De weinige Perzisch-talige kerken die er nog zijn in Iran, worden strikt gecontroleerd en mogen geen bezoekers of nieuwe leden ontvangen. De kerken van etnische minderheden mogen alleen diensten in hun eigen taal houden. Daarom worden alle andere Perzisch-talige christenen, vooral voormalige moslims die zich tot het christelijke geloof hebben bekeerd, gedwongen om in hun huizen samen te komen voor de kerkdiensten. Het regime beschouwt dergelijke bijeenkomsten echter als een “bedreiging voor de staatsveiligheid” en vervolgt de christenen met pesterijen, invallen, arrestaties, geldboetes en gevangenisstraffen.
Onderdrukking in Iran: christen bestraft met 10 jaar gevangenisstraf voor zijn geloof
24 november 2024 – De vervolging van christenen door het regime in Teheran gaat onverminderd door. De Iraanse christenen die ondanks de onderdrukking vasthouden aan hun geloof en hun recht op godsdienstvrijheid verdedigen, hebben de bescherming en hulp van de internationale gemeenschap nodig.
In Iran wordt de christelijke minderheid onderworpen aan ernstige mensenrechtenschendingen, waaronder willekeurige arrestaties en jarenlange gevangenisstraffen. De meeste gearresteerden zijn voormalige moslims die het christelijk geloof hebben aangenomen en in huiskerken samenkomen. Het regime vervolgt christelijke huiskerken als “groepen die de nationale veiligheid willen ondermijnen”.
Begin november werd de Iraanse christen Toomaj Aryankia (foto) in de stad Karaj bij Teheran veroordeeld tot 10 jaar gevangenisstraf. De rechterlijke macht van het regime, die optreedt als instrument van onderdrukking, beschuldigt hem van “propaganda ten gunste van het christelijk geloof en tegen het regime”. De voormalige moslim, die het christelijk geloof heeft aangenomen, werd in oktober 2022 gearresteerd nadat de geheime dienst van het regime zijn huis had doorzocht en christelijke boeken en bijbels in beslag had genomen. Na meer dan twee maanden in hechtenis werd Toomaj Aryankia voorlopig op borgtocht vrijgelaten. Hem hangt nu tien jaar gevangenisstraf boven het hoofd.
Volgens de wereldwijde vervolgingsindex 2024, gepubliceerd door de interconfessionele christelijke hulporganisatie Open Doors, is het regime in Iran een van de ergste christenvervolgers ter wereld. In het rapport staat onder andere:
“Niet-erkende minderheden zoals christelijke bekeerlingen, bahai, derwisjen en ongelovigen worden onderworpen aan ernstige schendingen van hun rechten. De meeste van de vele duizenden Iraanse bekeerlingen die zich tot het christelijk geloof hebben bekeerd, komen samen in kleine huisgroepen. De grootste bedreiging komt van de Iraanse veiligheidsdiensten. Ze monitoren de online activiteiten van christenen en verzamelen informatie om die te gebruiken als bewijs van “handelingen tegen de nationale veiligheid” of “spionage voor zionistische regimes”. Duizenden Iraanse christenen met een moslimachtergrond zouden het land ontvluchten uit angst voor arrestatie, psychologische marteling (waaronder eenzame opsluiting) en lange gevangenisstraffen. (…) Tussen 1 juni en 17 juli 2023 arresteerden de Iraanse autoriteiten ten minste 69 christenen in elf verschillende steden. De meeste gearresteerde christenen zijn bekeerlingen, maar ten minste twee zijn christenen met een Armeense achtergrond.”

####################

Klopt elk van deze uitspraken volgens de tekst over christenen in Iran? Antwoord per uitspraak met ja of nee en citeer de woorden uit de tekst die de doorslag geven. 1. Toomaj Aryankia werd in oktober 2022 gearresteerd. 2. De kerken van etnische minderheden mogen ook diensten in het Perzisch houden. 3. Tussen 1 juni en 17 juli 2023 werden er in elf verschillende steden ten minste 69 christenen gearresteerd.

* Aangeleverde gegevens:
####################

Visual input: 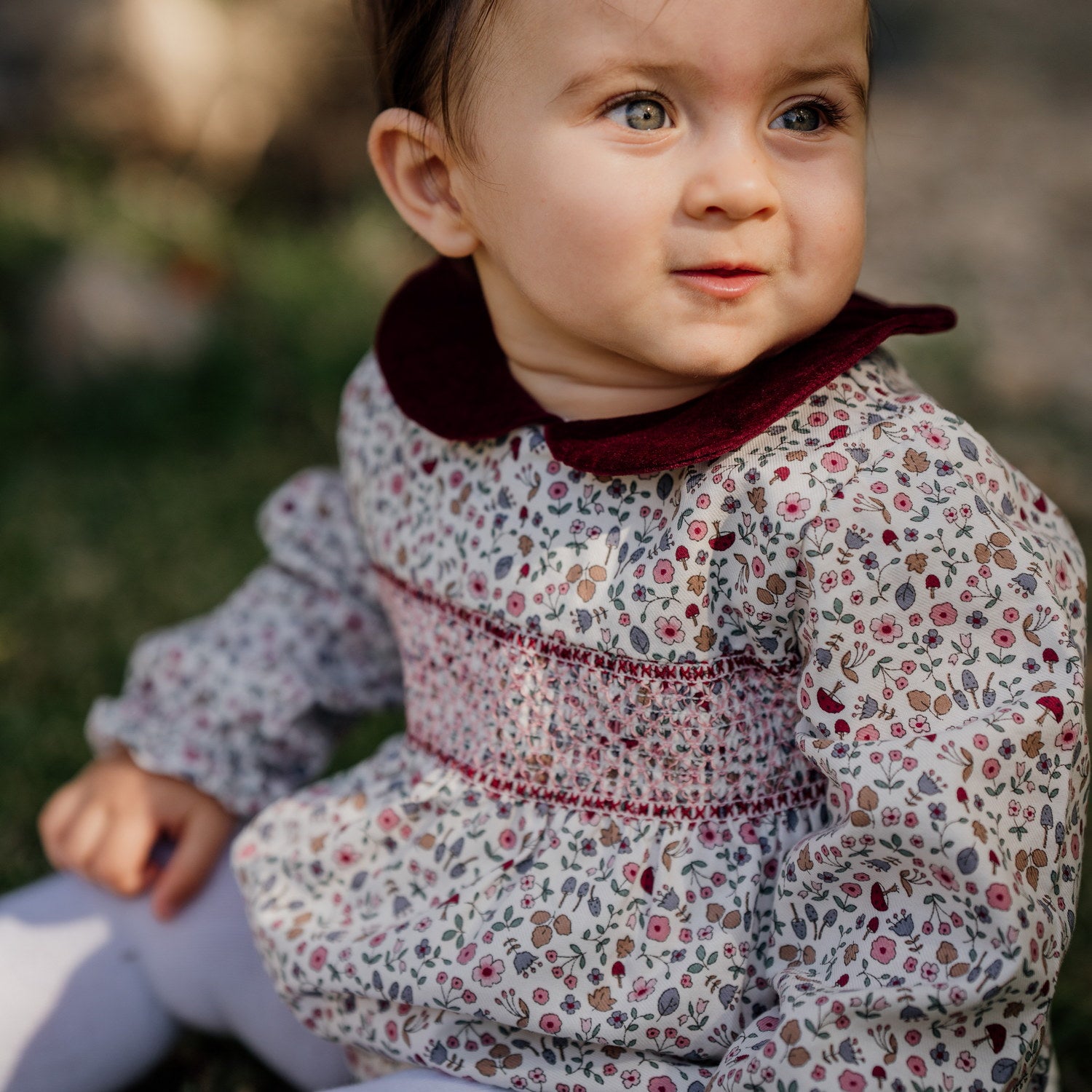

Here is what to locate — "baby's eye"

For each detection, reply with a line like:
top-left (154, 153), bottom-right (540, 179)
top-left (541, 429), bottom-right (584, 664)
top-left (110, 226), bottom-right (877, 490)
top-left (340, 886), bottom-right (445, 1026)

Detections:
top-left (606, 98), bottom-right (670, 130)
top-left (770, 103), bottom-right (826, 133)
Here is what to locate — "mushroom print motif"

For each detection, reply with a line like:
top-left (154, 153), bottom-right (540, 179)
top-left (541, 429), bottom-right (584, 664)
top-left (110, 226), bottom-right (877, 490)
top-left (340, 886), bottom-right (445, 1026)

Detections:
top-left (89, 341), bottom-right (1090, 1092)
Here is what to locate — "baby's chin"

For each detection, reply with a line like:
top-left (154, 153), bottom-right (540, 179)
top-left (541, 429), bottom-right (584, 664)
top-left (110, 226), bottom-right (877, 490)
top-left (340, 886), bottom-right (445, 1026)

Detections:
top-left (644, 320), bottom-right (829, 384)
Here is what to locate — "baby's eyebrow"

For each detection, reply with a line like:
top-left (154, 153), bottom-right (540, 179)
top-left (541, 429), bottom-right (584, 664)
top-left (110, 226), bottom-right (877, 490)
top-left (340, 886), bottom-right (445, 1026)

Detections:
top-left (772, 65), bottom-right (869, 114)
top-left (555, 60), bottom-right (709, 98)
top-left (555, 61), bottom-right (869, 113)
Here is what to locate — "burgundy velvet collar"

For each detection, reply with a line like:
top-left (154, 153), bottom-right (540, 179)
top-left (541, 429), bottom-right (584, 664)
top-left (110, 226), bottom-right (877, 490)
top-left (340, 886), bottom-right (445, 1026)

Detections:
top-left (376, 257), bottom-right (956, 475)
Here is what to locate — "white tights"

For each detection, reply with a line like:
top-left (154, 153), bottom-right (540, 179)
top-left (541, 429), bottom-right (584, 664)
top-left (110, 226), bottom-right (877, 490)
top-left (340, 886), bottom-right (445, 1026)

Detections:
top-left (0, 855), bottom-right (480, 1092)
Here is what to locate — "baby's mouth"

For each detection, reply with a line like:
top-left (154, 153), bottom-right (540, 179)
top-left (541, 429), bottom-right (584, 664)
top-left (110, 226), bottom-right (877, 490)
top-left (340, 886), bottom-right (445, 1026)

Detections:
top-left (673, 264), bottom-right (767, 299)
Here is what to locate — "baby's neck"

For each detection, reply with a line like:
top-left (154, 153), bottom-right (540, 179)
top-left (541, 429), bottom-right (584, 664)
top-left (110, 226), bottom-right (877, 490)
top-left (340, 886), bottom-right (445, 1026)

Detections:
top-left (508, 357), bottom-right (720, 421)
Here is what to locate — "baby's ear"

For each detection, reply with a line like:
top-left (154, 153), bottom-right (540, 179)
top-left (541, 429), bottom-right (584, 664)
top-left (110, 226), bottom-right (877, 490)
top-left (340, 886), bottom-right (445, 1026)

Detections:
top-left (368, 107), bottom-right (478, 258)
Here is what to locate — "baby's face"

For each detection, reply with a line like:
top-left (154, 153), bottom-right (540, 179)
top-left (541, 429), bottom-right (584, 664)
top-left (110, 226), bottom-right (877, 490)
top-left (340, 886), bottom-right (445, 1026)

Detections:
top-left (454, 0), bottom-right (869, 406)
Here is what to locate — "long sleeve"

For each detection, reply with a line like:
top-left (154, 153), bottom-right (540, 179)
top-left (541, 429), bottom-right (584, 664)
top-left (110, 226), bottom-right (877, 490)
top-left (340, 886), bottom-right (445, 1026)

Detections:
top-left (87, 469), bottom-right (401, 816)
top-left (710, 426), bottom-right (1089, 1092)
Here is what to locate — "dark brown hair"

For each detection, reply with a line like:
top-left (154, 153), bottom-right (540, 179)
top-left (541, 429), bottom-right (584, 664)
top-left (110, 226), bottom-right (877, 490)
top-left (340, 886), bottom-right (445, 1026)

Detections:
top-left (353, 0), bottom-right (499, 164)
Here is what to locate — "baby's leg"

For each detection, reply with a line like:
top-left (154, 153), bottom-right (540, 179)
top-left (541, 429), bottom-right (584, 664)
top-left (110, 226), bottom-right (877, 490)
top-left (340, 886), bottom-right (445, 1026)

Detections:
top-left (0, 874), bottom-right (178, 1092)
top-left (122, 853), bottom-right (351, 1090)
top-left (0, 855), bottom-right (349, 1092)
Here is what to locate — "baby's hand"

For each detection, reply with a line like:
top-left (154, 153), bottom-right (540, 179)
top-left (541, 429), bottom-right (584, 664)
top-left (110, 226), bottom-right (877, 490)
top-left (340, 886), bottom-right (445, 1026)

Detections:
top-left (39, 751), bottom-right (235, 921)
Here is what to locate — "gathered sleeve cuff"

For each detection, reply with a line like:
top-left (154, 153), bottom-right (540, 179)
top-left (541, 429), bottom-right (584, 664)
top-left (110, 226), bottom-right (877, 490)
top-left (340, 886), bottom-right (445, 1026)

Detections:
top-left (710, 437), bottom-right (1089, 1092)
top-left (87, 469), bottom-right (402, 817)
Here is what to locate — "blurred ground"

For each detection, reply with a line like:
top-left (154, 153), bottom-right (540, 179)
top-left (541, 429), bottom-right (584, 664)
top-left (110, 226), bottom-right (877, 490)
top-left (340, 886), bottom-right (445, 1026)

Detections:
top-left (0, 0), bottom-right (1092, 1092)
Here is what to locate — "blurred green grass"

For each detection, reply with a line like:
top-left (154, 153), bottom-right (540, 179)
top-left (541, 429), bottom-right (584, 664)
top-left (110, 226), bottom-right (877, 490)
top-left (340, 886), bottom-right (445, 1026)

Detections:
top-left (0, 166), bottom-right (1092, 1092)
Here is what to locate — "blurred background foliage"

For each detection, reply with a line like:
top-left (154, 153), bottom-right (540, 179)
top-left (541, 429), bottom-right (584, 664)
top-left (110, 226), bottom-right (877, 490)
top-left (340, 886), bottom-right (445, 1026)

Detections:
top-left (0, 0), bottom-right (1092, 1092)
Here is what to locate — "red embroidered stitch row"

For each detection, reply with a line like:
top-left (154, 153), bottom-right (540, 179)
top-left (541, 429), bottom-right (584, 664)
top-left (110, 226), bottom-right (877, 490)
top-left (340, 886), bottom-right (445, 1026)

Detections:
top-left (373, 563), bottom-right (801, 683)
top-left (406, 725), bottom-right (830, 823)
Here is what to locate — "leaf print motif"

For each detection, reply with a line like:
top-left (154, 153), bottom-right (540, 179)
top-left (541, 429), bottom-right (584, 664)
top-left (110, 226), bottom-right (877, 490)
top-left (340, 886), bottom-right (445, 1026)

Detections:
top-left (93, 354), bottom-right (1088, 1092)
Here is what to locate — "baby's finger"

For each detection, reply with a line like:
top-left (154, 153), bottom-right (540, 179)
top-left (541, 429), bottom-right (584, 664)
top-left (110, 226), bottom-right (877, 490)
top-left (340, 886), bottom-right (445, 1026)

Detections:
top-left (58, 801), bottom-right (111, 875)
top-left (87, 812), bottom-right (159, 895)
top-left (39, 783), bottom-right (84, 869)
top-left (152, 808), bottom-right (231, 921)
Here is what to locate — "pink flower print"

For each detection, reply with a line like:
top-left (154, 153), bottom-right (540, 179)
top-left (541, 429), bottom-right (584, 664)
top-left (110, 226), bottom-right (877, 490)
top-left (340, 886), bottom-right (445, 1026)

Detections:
top-left (915, 425), bottom-right (951, 451)
top-left (778, 493), bottom-right (812, 520)
top-left (1054, 721), bottom-right (1078, 751)
top-left (869, 615), bottom-right (902, 644)
top-left (930, 603), bottom-right (959, 626)
top-left (869, 937), bottom-right (898, 963)
top-left (698, 819), bottom-right (721, 849)
top-left (652, 557), bottom-right (675, 585)
top-left (473, 956), bottom-right (505, 986)
top-left (644, 914), bottom-right (672, 941)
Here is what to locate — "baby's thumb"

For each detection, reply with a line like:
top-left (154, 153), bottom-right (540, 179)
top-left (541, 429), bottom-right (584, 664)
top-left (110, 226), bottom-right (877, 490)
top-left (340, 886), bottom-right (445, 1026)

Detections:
top-left (152, 808), bottom-right (231, 922)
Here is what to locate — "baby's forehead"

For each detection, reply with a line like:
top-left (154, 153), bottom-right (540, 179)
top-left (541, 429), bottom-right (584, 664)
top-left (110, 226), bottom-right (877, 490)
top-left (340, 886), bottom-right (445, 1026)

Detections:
top-left (498, 0), bottom-right (869, 94)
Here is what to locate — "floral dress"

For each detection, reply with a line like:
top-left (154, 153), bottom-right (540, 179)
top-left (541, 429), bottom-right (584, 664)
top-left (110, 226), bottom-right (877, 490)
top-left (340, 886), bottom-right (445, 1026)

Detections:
top-left (89, 260), bottom-right (1089, 1092)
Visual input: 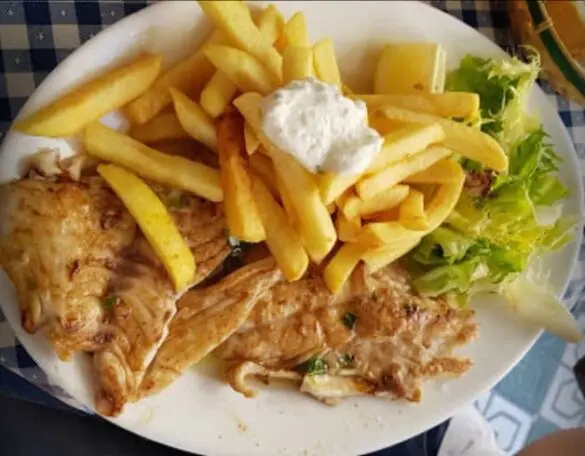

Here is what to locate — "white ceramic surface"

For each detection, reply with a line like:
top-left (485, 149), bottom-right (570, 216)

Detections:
top-left (0, 1), bottom-right (583, 456)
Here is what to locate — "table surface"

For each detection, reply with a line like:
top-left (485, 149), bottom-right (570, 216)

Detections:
top-left (0, 0), bottom-right (585, 453)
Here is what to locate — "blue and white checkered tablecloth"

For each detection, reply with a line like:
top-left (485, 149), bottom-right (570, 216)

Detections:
top-left (0, 0), bottom-right (585, 453)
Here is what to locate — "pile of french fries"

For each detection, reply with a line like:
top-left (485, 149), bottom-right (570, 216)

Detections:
top-left (16, 0), bottom-right (508, 292)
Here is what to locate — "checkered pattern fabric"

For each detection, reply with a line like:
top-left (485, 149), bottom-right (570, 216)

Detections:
top-left (0, 0), bottom-right (585, 452)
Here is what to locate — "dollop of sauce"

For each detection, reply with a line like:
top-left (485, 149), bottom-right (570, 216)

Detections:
top-left (261, 78), bottom-right (383, 174)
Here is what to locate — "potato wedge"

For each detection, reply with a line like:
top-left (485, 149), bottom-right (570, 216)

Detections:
top-left (370, 106), bottom-right (508, 172)
top-left (199, 71), bottom-right (238, 119)
top-left (366, 123), bottom-right (445, 174)
top-left (216, 110), bottom-right (266, 242)
top-left (14, 55), bottom-right (161, 138)
top-left (98, 165), bottom-right (195, 292)
top-left (205, 44), bottom-right (277, 95)
top-left (83, 122), bottom-right (223, 202)
top-left (252, 176), bottom-right (309, 282)
top-left (234, 93), bottom-right (337, 263)
top-left (313, 38), bottom-right (341, 88)
top-left (248, 154), bottom-right (280, 199)
top-left (128, 112), bottom-right (190, 144)
top-left (124, 30), bottom-right (225, 125)
top-left (403, 158), bottom-right (460, 184)
top-left (398, 189), bottom-right (429, 231)
top-left (198, 0), bottom-right (282, 87)
top-left (374, 43), bottom-right (446, 94)
top-left (323, 244), bottom-right (366, 293)
top-left (169, 88), bottom-right (217, 150)
top-left (282, 46), bottom-right (313, 85)
top-left (356, 146), bottom-right (453, 201)
top-left (355, 92), bottom-right (479, 119)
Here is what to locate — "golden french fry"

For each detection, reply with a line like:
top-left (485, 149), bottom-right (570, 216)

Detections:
top-left (252, 176), bottom-right (309, 281)
top-left (14, 56), bottom-right (161, 138)
top-left (198, 0), bottom-right (282, 83)
top-left (398, 189), bottom-right (429, 231)
top-left (356, 146), bottom-right (453, 201)
top-left (282, 46), bottom-right (313, 85)
top-left (244, 122), bottom-right (260, 155)
top-left (313, 38), bottom-right (341, 87)
top-left (199, 71), bottom-right (238, 118)
top-left (169, 88), bottom-right (217, 150)
top-left (404, 158), bottom-right (459, 184)
top-left (217, 110), bottom-right (266, 242)
top-left (323, 244), bottom-right (366, 293)
top-left (204, 44), bottom-right (282, 95)
top-left (234, 93), bottom-right (337, 263)
top-left (124, 30), bottom-right (225, 125)
top-left (352, 92), bottom-right (479, 119)
top-left (370, 106), bottom-right (508, 172)
top-left (128, 112), bottom-right (190, 144)
top-left (374, 43), bottom-right (445, 94)
top-left (366, 124), bottom-right (445, 174)
top-left (98, 165), bottom-right (195, 291)
top-left (249, 154), bottom-right (280, 198)
top-left (83, 122), bottom-right (223, 202)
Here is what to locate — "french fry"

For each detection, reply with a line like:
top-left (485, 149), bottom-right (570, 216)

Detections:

####################

* Jouw antwoord:
1. Ja: "werd in oktober 2022 gearresteerd"
2. Nee: "De kerken van etnische minderheden mogen alleen diensten in hun eigen taal houden."
3. Ja: "Tussen 1 juni en 17 juli 2023 arresteerden de Iraanse autoriteiten ten minste 69 christenen in elf verschillende steden."